**EXCERPT**
__________
Walk(this)Way: Sentosa Sensoryscape

by Christo Meyer

In this article, Christo Meyer examines Sensoryscape – a public realm project at Sentosa Island – for which Serie Architects (UK) led the design in collaboration with Axis Architects & Planners.

Sentosa Island, a lively hub of tourism and leisure, might not seem an obvious setting for a Serie Architects project. However, for more than two decades, Serie has built a significant body of work that deeply engages with typology and context in contemporary architecture. This discourse is evident in their projects in Singapore, including the State Courts, SDE4, and Oasis Terraces.

It would be remiss to reduce Sentosa Island as a chaotic free-for-all. The Sentosa Development Corporation, the client behind Sensoryscape, is adamant that new developments preserve and enhance the island's natural landscape. The brief tasked designers with reimagining the connection between Imbiah Station and Beach Station, replacing the outdated, inefficient, and obsolete route with a new path that not only improves arrival and wayfinding, but also offers an inclusive and immersive experience in harmony with the island’s natural environment. In this carefully considered exercise of place-making, a project like Sensoryscape emerges as a thoughtful addition to the island’s architectural fabric.
__________
**SOURCE DATA**
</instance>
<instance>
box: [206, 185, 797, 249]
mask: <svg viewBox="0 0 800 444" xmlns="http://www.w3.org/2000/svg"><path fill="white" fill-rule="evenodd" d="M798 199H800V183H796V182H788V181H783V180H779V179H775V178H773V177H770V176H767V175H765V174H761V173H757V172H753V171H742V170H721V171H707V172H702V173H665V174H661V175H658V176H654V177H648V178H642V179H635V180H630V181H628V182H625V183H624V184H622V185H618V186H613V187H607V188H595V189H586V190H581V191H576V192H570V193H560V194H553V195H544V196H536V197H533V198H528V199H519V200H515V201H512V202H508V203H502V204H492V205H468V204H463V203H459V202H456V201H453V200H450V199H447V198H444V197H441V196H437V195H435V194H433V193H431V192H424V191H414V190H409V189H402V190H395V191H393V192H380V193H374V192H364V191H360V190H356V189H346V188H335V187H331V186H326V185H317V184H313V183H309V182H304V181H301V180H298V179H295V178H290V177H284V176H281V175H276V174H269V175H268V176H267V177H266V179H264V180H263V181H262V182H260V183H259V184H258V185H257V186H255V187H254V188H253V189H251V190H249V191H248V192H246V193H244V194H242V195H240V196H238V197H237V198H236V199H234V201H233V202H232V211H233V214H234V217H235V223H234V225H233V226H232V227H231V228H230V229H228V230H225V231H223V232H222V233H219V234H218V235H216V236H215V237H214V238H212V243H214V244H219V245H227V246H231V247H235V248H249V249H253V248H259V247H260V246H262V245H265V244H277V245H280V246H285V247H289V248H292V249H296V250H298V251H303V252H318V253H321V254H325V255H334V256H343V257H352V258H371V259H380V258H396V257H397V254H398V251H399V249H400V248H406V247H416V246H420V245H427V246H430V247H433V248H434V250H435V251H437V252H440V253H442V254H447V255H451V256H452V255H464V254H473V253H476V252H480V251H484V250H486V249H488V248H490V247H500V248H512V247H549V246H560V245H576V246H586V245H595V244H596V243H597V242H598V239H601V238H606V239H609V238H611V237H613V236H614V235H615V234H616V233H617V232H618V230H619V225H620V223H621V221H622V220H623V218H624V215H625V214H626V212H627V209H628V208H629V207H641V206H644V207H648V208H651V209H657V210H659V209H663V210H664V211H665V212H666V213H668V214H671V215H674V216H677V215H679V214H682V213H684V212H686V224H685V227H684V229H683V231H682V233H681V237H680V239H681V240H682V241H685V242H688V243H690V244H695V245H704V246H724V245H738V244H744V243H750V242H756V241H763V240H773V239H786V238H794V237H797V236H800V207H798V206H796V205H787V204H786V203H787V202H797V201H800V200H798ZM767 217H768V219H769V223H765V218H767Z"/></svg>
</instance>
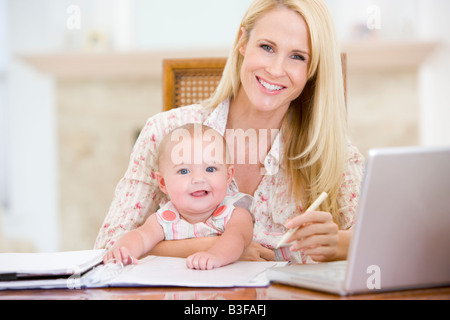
__________
**PROBLEMS TO WORK ON**
**1.** Answer these questions from the Sensoryscape article:
(a) Which firm worked with Serie Architects on the design of Sensoryscape?
(b) What three Serie projects in Singapore does the article name?
(c) Who is the client behind Sensoryscape?
**2.** Swap "Sentosa Island" for "Sentosa" and write out the Sensoryscape article between "by Christo Meyer" and "and Oasis Terraces.", inclusive.

**TASK-BY-TASK RESULTS**
**1.**
(a) Axis Architects & Planners
(b) The State Courts, SDE4, and Oasis Terraces
(c) The Sentosa Development Corporation

**2.**
by Christo Meyer

In this article, Christo Meyer examines Sensoryscape – a public realm project at Sentosa – for which Serie Architects (UK) led the design in collaboration with Axis Architects & Planners.

Sentosa, a lively hub of tourism and leisure, might not seem an obvious setting for a Serie Architects project. However, for more than two decades, Serie has built a significant body of work that deeply engages with typology and context in contemporary architecture. This discourse is evident in their projects in Singapore, including the State Courts, SDE4, and Oasis Terraces.